*Problem details:* Only one span of the listing below is wanted: the lines from the one with "Task: for each" through the one with "box: [258, 732, 528, 830]", reproduced exactly, both ends kept.

*Data for the task:*

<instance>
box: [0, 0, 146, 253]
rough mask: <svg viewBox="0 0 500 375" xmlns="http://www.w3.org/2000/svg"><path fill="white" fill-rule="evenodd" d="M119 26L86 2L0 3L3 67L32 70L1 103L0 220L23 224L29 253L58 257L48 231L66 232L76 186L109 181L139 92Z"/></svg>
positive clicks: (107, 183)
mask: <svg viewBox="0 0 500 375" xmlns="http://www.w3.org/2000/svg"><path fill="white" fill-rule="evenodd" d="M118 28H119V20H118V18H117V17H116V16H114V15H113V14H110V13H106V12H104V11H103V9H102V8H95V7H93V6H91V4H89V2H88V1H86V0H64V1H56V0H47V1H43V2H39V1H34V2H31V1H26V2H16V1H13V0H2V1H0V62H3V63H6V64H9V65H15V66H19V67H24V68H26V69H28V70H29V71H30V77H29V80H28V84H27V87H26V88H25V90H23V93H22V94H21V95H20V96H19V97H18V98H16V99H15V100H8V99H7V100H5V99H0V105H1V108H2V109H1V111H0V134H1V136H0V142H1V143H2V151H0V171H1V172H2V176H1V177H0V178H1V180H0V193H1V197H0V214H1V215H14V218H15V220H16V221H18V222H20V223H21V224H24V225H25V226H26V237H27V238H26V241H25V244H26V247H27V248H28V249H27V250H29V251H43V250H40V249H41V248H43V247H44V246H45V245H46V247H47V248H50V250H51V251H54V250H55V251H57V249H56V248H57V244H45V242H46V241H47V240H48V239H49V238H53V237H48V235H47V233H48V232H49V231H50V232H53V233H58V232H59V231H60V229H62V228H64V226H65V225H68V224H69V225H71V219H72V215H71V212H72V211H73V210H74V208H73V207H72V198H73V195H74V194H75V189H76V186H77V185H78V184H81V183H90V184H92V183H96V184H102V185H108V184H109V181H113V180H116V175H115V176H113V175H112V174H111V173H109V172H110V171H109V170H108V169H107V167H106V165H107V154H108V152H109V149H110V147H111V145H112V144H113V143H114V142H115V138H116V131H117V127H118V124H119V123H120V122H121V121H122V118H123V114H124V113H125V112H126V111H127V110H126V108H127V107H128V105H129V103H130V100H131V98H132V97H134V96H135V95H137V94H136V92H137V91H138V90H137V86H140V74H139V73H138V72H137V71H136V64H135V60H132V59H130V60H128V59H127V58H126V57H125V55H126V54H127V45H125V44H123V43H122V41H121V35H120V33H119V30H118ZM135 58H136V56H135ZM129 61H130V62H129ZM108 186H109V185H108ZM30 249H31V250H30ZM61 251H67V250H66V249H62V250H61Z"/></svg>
==
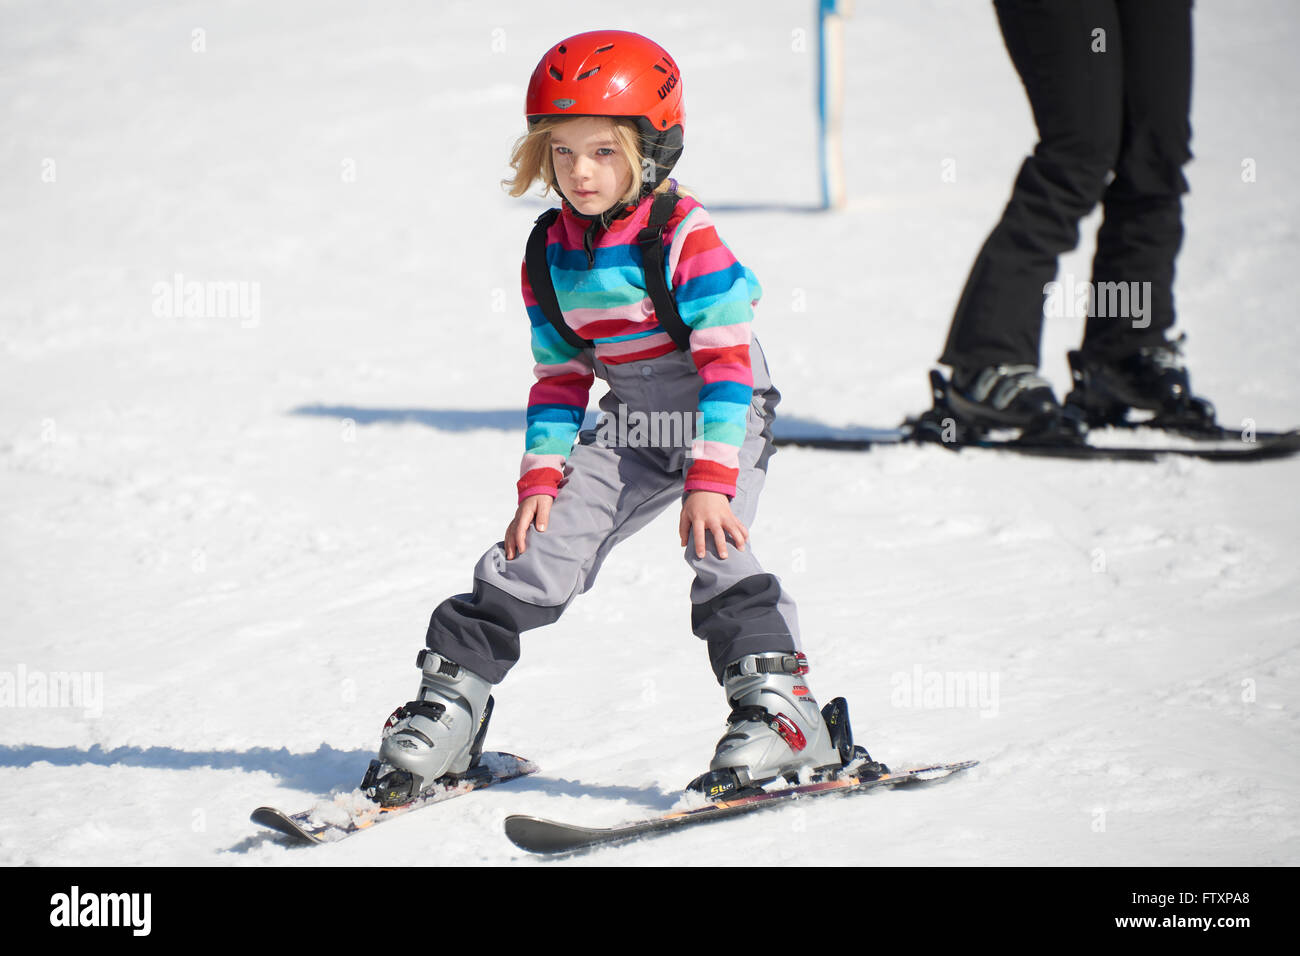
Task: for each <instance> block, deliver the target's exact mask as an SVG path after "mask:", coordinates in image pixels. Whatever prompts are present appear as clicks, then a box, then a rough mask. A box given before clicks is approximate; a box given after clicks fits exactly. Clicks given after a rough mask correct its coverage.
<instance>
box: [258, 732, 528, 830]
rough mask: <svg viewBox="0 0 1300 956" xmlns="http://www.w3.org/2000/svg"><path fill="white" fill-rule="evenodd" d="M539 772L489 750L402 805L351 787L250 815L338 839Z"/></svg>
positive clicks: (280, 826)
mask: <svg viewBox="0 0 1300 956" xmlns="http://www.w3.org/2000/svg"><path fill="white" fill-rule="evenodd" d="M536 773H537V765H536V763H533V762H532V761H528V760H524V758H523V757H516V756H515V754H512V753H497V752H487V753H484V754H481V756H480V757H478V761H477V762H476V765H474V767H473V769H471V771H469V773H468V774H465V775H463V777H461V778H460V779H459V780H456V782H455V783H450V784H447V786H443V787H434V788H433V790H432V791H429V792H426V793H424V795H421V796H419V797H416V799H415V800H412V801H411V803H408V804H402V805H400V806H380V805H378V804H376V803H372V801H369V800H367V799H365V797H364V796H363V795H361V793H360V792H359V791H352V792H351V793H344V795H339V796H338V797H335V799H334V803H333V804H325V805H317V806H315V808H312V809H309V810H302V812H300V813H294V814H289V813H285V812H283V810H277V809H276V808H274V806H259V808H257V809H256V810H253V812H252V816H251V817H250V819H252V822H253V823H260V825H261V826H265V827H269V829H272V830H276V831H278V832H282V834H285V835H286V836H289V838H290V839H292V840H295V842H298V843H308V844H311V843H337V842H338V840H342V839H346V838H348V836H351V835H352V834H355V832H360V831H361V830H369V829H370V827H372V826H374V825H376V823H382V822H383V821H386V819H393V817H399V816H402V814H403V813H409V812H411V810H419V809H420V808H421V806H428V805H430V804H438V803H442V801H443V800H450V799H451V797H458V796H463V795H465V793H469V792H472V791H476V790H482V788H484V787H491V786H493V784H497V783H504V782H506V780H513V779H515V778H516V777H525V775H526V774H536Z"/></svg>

*Task result:*
Task: for each <instance> block, deliver the target's exact mask as an SVG path after "mask:", coordinates in image pixels. Whatever prompts are present appear as clicks, then a box, then a rough mask. A box given before clicks is approximate; a box given after clicks fits exactly. Clicks given after a rough mask correct its coverage.
<instance>
box: [258, 732, 528, 830]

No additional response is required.